| Dataset items |
┌────────
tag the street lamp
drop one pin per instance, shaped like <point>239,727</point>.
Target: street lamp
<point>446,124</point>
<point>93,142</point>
└────────
| Requirement |
From the first line to the last, give the data again exactly.

| Task solution |
tag the street lamp
drop one pin per instance, shaped like <point>239,727</point>.
Target: street lamp
<point>446,124</point>
<point>93,142</point>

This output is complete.